Supplied passage:
The reason Pope Francis appears radical to our eyes is because he accurately conveys the radicalism of the founding message:  stop visiting violence on everything you see.   What’s more, he understands that violence is not just about bloodshed, but is a much more pervasive violation of the integrity and dignity of almost every living thing.   “The poverty and austerity of Saint Francis were no mere veneer of asceticism, but something much more radical: a refusal to turn reality into an object simply to be used and controlled.”

Radical, indeed.

In our Francis’ way of looking at it, climate change is less of a technological problem, an unintended consequence of industrialism, than direct result of grotesque inequality and willful injustice.  The economic, technological and social engines that fill the sky with carbon could not accomplish that work without the free reign to impoverish, loot, and despoil the billions of human and nonhuman lives which are powerless to resist.

C.S. Lewis, Oxford don, author of Chronicles of Narnia and no stranger to pondering the intersection of humanity and religion, deftly captured both the fable of progress and the meaning beneath:  “What we call Man’s power over Nature turns out to be a power exercised by some men over other men with Nature as instrument.”

Francis, viewing the damage done to the biosphere and the grave inequality and suffering endemic to the globe after centuries of “lift all boats” capitalism, correctly understands that “a true ecological approach always becomes a social approach; it must integrate questions of justice in debates on the environment, so as to hear both the cry of the earth and the cry of the poor.”

Records provided:

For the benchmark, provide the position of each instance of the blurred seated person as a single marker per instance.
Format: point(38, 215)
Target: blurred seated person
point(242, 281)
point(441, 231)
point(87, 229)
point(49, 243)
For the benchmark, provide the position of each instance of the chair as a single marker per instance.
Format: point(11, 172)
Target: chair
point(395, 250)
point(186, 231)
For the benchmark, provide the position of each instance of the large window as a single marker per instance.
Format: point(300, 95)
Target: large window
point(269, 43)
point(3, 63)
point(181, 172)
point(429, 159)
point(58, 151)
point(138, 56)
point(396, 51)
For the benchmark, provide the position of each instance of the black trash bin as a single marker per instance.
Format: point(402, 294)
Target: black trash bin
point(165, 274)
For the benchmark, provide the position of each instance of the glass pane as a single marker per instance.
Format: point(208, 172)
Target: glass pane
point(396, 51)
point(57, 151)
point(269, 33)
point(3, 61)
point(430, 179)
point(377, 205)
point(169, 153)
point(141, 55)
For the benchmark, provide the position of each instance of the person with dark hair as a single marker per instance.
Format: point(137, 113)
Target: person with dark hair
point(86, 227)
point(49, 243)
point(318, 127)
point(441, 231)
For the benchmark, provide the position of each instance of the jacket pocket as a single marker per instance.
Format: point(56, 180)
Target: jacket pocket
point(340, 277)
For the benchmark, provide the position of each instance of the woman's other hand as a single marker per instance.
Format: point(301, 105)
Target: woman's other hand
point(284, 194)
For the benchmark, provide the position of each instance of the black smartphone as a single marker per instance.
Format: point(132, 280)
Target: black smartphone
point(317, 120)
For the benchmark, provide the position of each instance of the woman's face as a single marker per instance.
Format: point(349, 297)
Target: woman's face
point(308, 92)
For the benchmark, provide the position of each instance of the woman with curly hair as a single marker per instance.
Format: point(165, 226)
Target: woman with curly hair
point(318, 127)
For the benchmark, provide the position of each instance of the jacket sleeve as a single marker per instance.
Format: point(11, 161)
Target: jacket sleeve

Instruction 1: Echo the passage on Pope Francis word for word, between "The reason Pope" and "Radical, indeed.", inclusive.
Instruction 2: Which book series does the passage on Pope Francis name C.S. Lewis as the author of?
Instruction 3: According to the passage on Pope Francis, the economic, technological and social engines need free reign to do three things to billions of lives. List them.
The records have no connection to the passage on Pope Francis.

Complete response 1:
The reason Pope Francis appears radical to our eyes is because he accurately conveys the radicalism of the founding message:  stop visiting violence on everything you see.   What’s more, he understands that violence is not just about bloodshed, but is a much more pervasive violation of the integrity and dignity of almost every living thing.   “The poverty and austerity of Saint Francis were no mere veneer of asceticism, but something much more radical: a refusal to turn reality into an object simply to be used and controlled.”

Radical, indeed.

Complete response 2: Chronicles of Narnia

Complete response 3: impoverish, loot, despoil